SOURCE:
^^^^
Encouragées par le nouveau pouvoir, les milices de Rio opèrent avec toujours plus d’impunité

En mars 2018, l’assassinat de Marielle Franco se répercute dans la presse internationale. Femme noire et homosexuelle issue d’une favela élue au conseil municipal de Rio, Marielle Franco était une voix importante pour les membres de sa communauté marginalisée du quartier de Maré, dans le nord de Rio. À l’instar de son mentor politique Marcelo Freixo, alors député provincial (aujourd’hui fédéral), elle s’était fait connaître en dénonçant les brutalités policières et les meurtres commis par des membres de milice comme ceux qui ont vraisemblablement tiré de sang-froid sur elle et son chauffeur Anderson Gomes à neuf reprises.

Le soir du 14 mars, l’incident mortel été notifié sur l’application Fogo CruzadoFeux croisés ») alors que personne n’était encore au courant quelles étaient les victimes. La plateforme connecte les utilisateurs à une base de données sur les tirs d’armes à feu qui ont été signalés dans la région de Rio. Elle est gérée par une équipe de spécialistes de la sécurité publique, des technologies de l’information et des communications et elle permet aux gens de signaler et de suivre en temps réel les situations et secteurs les plus dangereux de la ville. Quelques minutes plus tard, un autre renseignement révélait que les victimes étaient une conseillère municipale du Parti socialisme et liberté (PSOL) et son chauffeur.
^^^^
EXTRAIT DE DONNÉES:
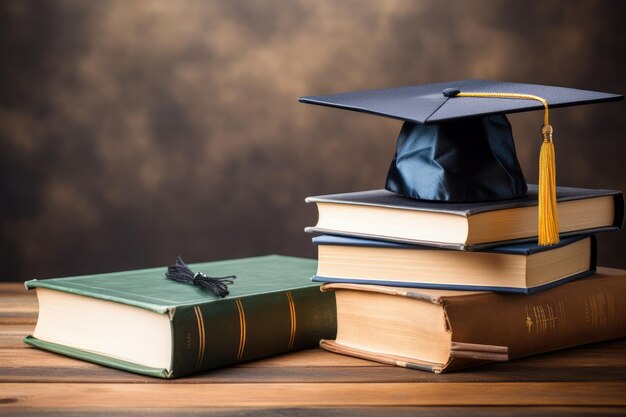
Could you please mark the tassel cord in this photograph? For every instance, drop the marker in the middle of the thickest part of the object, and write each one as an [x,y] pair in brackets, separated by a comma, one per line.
[547,218]
[218,286]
^^^^
TÂCHES À RÉALISER:
• A. Répondez à ces questions sur le texte consacré aux milices de Rio :
(i) Dans quel quartier du nord de Rio vivait la communauté de Marielle Franco ?
(ii) Quel était le nom de son chauffeur ?
(iii) À quel parti appartenait la conseillère municipale tuée ?
• B. Rédigez la suite du texte sur les milices de Rio, après sa dernière phrase.

CORRIGÉ DES EXERCICES:
• A.
(i) Maré
(ii) Anderson Gomes
(iii) Au Parti socialisme et liberté (PSOL)

• B.
Il aura fallu ensuite près d’un an aux autorités pour arrêter un certain Ronnie Lessa, le tireur présumé, policier militaire à la retraite, et Élcio Vieira de Queiroz, lui-aussi ancien policier et le présumé chauffeur qui l’a aidé à s’échapper. Même si les deux hommes ont été inculpés pour ces meurtres, on ne sait toujours pas qui a réellement ordonné l’exécution.

Toutefois, les enquêteurs ont découvert un certain nombre d’éléments importants liant les membres des milices à des politiciens locaux (dont certains sont désormais élus au niveau national) : les deux hommes seraient membres d’une milice appelée le « Bureau du crime » (« Escritório do Crime » en portugais).

L’enquête a aussi révélé que M. Lessa habitait la même résidence sécurisée que la famille de Jair Bolsonaro et que sa fille aurait eu une relation amoureuse avec l’un des fils du Président. Une photographie de M. Vieira de Queiroz en compagnie de M. Bolsonaro, datant de 2011, a également fait surface et lorsque la police a procédé à une perquisition chez un ami de l’un des suspects, elle a découvert le plus grand stock d’armes illégales jamais saisi à Rio.

Bien que l’on n’est pas encore pu établir de lien direct entre une milice en particulier et le travail de dénonciation de Mme Franco, le fait que les hommes inculpés étaient d’anciens policiers, proches d’hommes politiques de droite, est frappant. Les enquêteurs ont découvert que Ronni Lessa effectuait souvent des recherches en ligne sur des personnalités de gauche, peut-être avec l’objectif de les cibler. Pour beaucoup d’observateurs, tout ceci montre le degré de collusion qu’il existe dans les coulisses du pouvoir, depuis que Jair Bolsonaro et ses proches ont accédé aux plus hautes fonctions.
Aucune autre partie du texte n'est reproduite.